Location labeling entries

_ _ _ _ _

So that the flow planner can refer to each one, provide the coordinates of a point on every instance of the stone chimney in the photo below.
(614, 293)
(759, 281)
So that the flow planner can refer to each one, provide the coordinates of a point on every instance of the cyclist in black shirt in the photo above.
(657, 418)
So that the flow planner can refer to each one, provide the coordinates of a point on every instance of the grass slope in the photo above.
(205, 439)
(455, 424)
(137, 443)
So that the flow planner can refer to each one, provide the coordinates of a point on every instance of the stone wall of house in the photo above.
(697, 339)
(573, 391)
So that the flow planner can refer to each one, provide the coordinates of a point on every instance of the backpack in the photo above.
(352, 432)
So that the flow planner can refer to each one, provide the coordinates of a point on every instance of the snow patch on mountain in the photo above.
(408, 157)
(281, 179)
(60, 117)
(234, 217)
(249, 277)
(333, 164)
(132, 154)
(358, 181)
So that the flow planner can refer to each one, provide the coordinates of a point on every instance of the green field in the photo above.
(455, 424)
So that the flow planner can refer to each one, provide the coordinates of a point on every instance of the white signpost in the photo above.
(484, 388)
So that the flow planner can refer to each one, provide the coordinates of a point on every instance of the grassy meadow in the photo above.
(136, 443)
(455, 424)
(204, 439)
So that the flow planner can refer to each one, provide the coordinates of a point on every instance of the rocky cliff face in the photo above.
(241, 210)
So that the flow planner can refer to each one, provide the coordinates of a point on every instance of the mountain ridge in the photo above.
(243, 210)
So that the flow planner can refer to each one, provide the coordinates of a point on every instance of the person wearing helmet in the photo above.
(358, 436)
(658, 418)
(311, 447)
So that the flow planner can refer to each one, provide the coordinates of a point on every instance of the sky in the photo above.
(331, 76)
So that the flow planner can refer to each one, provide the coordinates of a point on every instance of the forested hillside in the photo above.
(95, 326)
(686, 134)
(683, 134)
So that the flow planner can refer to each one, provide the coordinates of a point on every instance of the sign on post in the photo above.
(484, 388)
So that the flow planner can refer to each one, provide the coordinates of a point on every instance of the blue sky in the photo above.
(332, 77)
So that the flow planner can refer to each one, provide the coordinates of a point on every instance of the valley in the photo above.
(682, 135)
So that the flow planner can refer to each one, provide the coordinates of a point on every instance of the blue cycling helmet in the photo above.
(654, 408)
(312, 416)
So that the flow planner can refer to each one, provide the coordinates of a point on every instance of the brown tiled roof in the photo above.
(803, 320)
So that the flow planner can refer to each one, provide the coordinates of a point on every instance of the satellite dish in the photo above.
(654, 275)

_ _ _ _ _

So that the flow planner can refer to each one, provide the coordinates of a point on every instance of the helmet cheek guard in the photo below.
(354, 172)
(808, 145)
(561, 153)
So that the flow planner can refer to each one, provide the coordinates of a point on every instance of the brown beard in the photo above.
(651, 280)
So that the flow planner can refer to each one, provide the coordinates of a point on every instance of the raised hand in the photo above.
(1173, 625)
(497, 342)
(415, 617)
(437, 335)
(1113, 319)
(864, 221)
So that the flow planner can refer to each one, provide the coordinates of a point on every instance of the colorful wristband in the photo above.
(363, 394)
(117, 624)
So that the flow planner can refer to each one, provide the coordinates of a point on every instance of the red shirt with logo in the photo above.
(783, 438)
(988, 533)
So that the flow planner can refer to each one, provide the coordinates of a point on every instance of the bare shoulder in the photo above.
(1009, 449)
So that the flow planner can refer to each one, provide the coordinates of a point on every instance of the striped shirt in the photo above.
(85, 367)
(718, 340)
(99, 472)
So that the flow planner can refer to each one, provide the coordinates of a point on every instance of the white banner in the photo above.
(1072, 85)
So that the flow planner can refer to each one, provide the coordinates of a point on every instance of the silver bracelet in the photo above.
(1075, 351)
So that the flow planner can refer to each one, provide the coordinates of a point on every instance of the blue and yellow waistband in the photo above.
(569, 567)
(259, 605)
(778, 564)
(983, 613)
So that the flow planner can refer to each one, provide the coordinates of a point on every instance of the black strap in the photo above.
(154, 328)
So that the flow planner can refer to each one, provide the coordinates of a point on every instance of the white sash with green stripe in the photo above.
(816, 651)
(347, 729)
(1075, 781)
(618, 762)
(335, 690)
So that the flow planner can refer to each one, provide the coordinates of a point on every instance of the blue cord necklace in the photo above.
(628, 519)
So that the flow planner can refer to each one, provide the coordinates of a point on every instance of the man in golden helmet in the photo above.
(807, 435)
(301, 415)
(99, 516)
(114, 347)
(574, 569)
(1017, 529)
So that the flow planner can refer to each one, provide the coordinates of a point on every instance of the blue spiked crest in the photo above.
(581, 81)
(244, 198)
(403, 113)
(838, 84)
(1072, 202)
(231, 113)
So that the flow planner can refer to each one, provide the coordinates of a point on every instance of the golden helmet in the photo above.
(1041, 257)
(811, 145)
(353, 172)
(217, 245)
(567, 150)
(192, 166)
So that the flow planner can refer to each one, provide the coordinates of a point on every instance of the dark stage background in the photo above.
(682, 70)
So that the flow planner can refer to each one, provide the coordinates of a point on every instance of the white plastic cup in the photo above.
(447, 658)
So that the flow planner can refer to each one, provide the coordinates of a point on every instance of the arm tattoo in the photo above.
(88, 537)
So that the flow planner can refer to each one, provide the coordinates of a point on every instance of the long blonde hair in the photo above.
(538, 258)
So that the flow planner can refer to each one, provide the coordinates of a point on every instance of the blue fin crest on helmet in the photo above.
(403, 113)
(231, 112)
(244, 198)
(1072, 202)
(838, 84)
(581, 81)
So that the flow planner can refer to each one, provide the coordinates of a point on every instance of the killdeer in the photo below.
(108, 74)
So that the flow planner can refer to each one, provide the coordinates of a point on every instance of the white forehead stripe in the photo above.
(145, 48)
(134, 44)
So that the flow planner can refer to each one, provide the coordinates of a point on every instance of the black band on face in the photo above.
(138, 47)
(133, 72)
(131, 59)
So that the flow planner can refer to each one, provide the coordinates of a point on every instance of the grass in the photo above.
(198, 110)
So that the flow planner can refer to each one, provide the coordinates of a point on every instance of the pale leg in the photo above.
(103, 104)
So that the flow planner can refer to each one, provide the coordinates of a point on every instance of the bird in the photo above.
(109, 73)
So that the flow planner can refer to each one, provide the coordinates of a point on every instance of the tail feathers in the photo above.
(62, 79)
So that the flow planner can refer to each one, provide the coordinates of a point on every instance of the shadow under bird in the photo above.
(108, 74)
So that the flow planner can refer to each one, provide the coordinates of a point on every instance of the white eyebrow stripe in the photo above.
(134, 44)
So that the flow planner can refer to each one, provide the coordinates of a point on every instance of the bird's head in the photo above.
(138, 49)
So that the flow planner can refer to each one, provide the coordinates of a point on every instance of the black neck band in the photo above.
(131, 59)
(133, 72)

_ _ _ _ _

» Aim: Please update the entries starting with the line that contains "banner in the photo above." and going on through the line that contains "(1017, 529)", replacing "bracelet" with "bangle" and leaving everything else unchanged.

» Output:
So that the flow planner can refer to each one, provide the coordinates of a point on every instance of the white banner in the photo above.
(1072, 85)
So that the flow planner can refer to each one, provide the coordinates of a point on every instance of the silver bangle in the photo above.
(1075, 351)
So that the flow planner can refer to each one, provide the coordinates of a point on every instance of the blue and yellow waistband in the photo above.
(569, 567)
(259, 605)
(778, 564)
(983, 613)
So that the flow planner can refer to each one, provide the coordinates of a point on every instance of the black strap in the photo above.
(154, 328)
So that the flow planner can refer to each one, provide the coordinates of a point on every instance of the white sash with green stripe in the photo above.
(816, 651)
(347, 729)
(1075, 781)
(618, 762)
(335, 690)
So that the flow planner can refer to each one, provide the coordinates of a point on every instance of the blue cord necklace in the photo above.
(628, 519)
So that the flow planner can refer to each one, provide the coordinates of a point on every instance of the man in golden helmet in the photo above.
(807, 435)
(301, 415)
(99, 516)
(114, 347)
(574, 569)
(1017, 529)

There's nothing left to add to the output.